● Texto:
########

23 February 2010

the Vanishing Line

Uma nova viagem. Não há plano. Há uma mochila às costas com livros lá dentro e um pé à frente do outro.


Depois de recuperar a paz perdida, que presumo será fácil, o que quero desta viagem? Viajar e viver são dois verbos que permuto continuamente. O que quero desta vida? E aqui pergunto-me porque está a pergunta "Quanto tempo?" dentro de toda a gente?
Não sei quanto tempo vou viver ou como vou viver. Sei aquilo que se mostra perante mim em cada evento. Derivo éticas a cada esquina. "There is no answer, there is no question, thus, there are no ethics".

Para viajar/viver não é preciso mudar de local, basta viver/viajar por dentro.
É possível viajar sem sair do sítio. É possível experimentar o que o drogado sente sem tomar drogas.
Os verdadeiros nómadas não se deslocam. O mundo à sua volta é quem se desloca.
Mas para isso é preciso ultrapassar o problema da diferença indetectável. No território conquistado e repetido, em casa, a diferença torna-se indiscernível. Noutro ambiente, em viagem, a diferença é tão grande que não é necessário esforço para reparar na diferença. Com a viagem, aumentam as diferenças. É preciso portanto viajar fisicamente. Apanhar o comboio é aumentar o potencial de detecção de diferenças.

########

● Dados fornecidos:
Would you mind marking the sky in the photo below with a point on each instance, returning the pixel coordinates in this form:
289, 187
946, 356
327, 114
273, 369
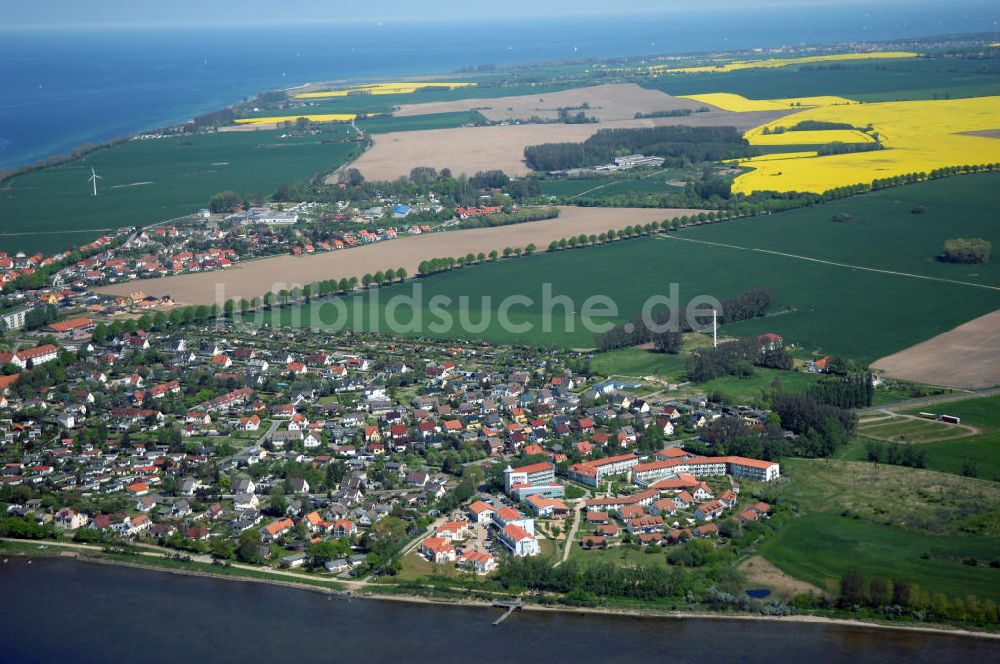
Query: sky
55, 14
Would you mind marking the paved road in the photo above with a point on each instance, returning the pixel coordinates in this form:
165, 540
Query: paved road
571, 535
930, 401
244, 454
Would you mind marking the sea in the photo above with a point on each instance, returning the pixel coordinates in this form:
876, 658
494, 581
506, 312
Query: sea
63, 88
63, 610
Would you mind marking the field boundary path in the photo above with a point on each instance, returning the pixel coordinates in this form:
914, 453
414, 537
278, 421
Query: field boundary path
571, 535
824, 261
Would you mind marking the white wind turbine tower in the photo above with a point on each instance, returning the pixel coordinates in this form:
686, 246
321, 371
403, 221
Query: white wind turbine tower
94, 177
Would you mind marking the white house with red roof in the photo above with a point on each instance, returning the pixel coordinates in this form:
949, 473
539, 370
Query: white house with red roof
520, 542
437, 550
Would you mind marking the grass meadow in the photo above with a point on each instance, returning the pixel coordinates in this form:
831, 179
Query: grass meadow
144, 182
884, 80
819, 547
886, 521
820, 306
362, 103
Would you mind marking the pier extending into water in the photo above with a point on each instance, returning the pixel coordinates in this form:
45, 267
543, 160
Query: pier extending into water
510, 605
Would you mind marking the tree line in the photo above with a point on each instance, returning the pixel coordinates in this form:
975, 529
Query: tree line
967, 250
851, 391
679, 143
735, 358
749, 304
585, 583
896, 454
898, 597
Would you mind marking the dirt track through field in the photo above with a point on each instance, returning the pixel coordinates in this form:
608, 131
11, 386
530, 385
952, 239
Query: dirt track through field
254, 278
967, 356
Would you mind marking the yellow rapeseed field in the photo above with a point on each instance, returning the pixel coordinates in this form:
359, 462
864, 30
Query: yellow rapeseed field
781, 62
919, 136
757, 137
402, 88
326, 117
775, 156
739, 104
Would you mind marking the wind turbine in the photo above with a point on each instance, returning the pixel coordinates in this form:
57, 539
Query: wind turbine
94, 177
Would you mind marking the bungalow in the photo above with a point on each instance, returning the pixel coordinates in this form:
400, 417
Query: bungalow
520, 542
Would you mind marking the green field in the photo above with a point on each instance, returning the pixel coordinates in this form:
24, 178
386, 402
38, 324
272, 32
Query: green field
149, 181
877, 80
819, 547
820, 306
886, 521
911, 431
746, 390
606, 186
638, 362
386, 103
984, 449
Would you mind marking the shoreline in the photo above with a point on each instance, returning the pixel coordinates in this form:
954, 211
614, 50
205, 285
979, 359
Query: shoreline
648, 613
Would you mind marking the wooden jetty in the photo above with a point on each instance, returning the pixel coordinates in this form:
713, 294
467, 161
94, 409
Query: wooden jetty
510, 605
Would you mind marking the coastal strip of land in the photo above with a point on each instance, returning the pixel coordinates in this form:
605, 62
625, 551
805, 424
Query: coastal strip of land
254, 278
364, 590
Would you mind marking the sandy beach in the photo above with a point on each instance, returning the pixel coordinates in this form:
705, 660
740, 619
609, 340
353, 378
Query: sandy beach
254, 278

########

● Exercício proposto:
Transcreva do texto sobre viajar o trecho que começa em "Mas para isso" e segue até "detecção de diferenças.".

● Resposta:
Mas para isso é preciso ultrapassar o problema da diferença indetectável. No território conquistado e repetido, em casa, a diferença torna-se indiscernível. Noutro ambiente, em viagem, a diferença é tão grande que não é necessário esforço para reparar na diferença. Com a viagem, aumentam as diferenças. É preciso portanto viajar fisicamente. Apanhar o comboio é aumentar o potencial de detecção de diferenças.